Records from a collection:
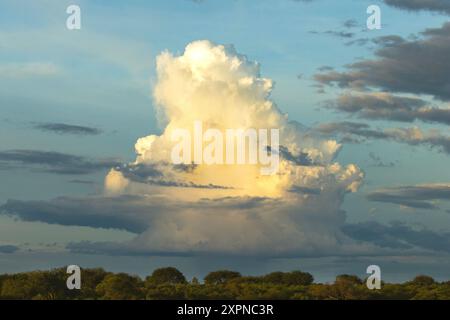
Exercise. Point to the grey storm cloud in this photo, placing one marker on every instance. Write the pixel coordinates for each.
(398, 235)
(417, 196)
(125, 212)
(53, 162)
(419, 66)
(339, 34)
(390, 107)
(8, 249)
(96, 212)
(63, 128)
(359, 132)
(442, 6)
(154, 174)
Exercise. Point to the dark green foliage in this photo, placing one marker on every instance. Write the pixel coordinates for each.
(167, 275)
(221, 277)
(169, 283)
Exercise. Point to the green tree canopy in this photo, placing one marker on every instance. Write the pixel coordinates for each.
(167, 275)
(221, 277)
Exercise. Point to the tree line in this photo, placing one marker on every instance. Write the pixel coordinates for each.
(170, 283)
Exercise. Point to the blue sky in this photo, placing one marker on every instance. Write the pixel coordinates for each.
(102, 77)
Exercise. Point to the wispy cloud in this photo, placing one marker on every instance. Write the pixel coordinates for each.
(63, 128)
(417, 196)
(53, 162)
(401, 65)
(384, 106)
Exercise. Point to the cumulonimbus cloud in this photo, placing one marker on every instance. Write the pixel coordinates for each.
(229, 209)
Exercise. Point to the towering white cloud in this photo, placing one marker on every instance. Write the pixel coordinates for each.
(233, 208)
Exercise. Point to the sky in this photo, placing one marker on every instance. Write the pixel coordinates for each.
(86, 118)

> _Exercise brief_
The records above should be duplicated exactly, with none of their pictures kept.

> _Output of the exercise_
Exercise. Point to the grey storm cloud in this photo, placing one marker on every instance. Write the pixel coordinates for each.
(398, 235)
(417, 196)
(125, 212)
(53, 162)
(419, 66)
(339, 34)
(390, 107)
(8, 249)
(96, 212)
(63, 128)
(359, 132)
(442, 6)
(154, 174)
Exercise. Point to the dark green foliage in this photo, placing one marker on every instance. Write the pixel coordinates for each.
(167, 275)
(221, 277)
(169, 283)
Exercise. Point to the green tree canopy in this photo, placing one marker on every instance. Write the pixel coordinates for each.
(167, 275)
(221, 277)
Exercise. Point to the tree line in this photo, placing one marker on every instance. Write the pixel coordinates for each.
(170, 283)
Exercise. Point to the blue sky in this photo, placing one marker on every instance. Write the pixel coordinates for each.
(102, 77)
Exercise. Point to the wispy cloud in this photo, placing one marker on every instance. Write the pixel coordinates for each.
(63, 128)
(417, 196)
(53, 162)
(401, 65)
(384, 106)
Exercise. Point to the cumulonimbus cloud in this photo, placing one marker on every instance. Write the pixel coordinates for each.
(229, 209)
Exercise. Point to the towering white cloud in this photo, placing one marker on every instance. Write the pixel coordinates for each.
(233, 208)
Exercise. Point to the sky in this photo, placing one marker on every instance. Write the pixel coordinates for each.
(86, 118)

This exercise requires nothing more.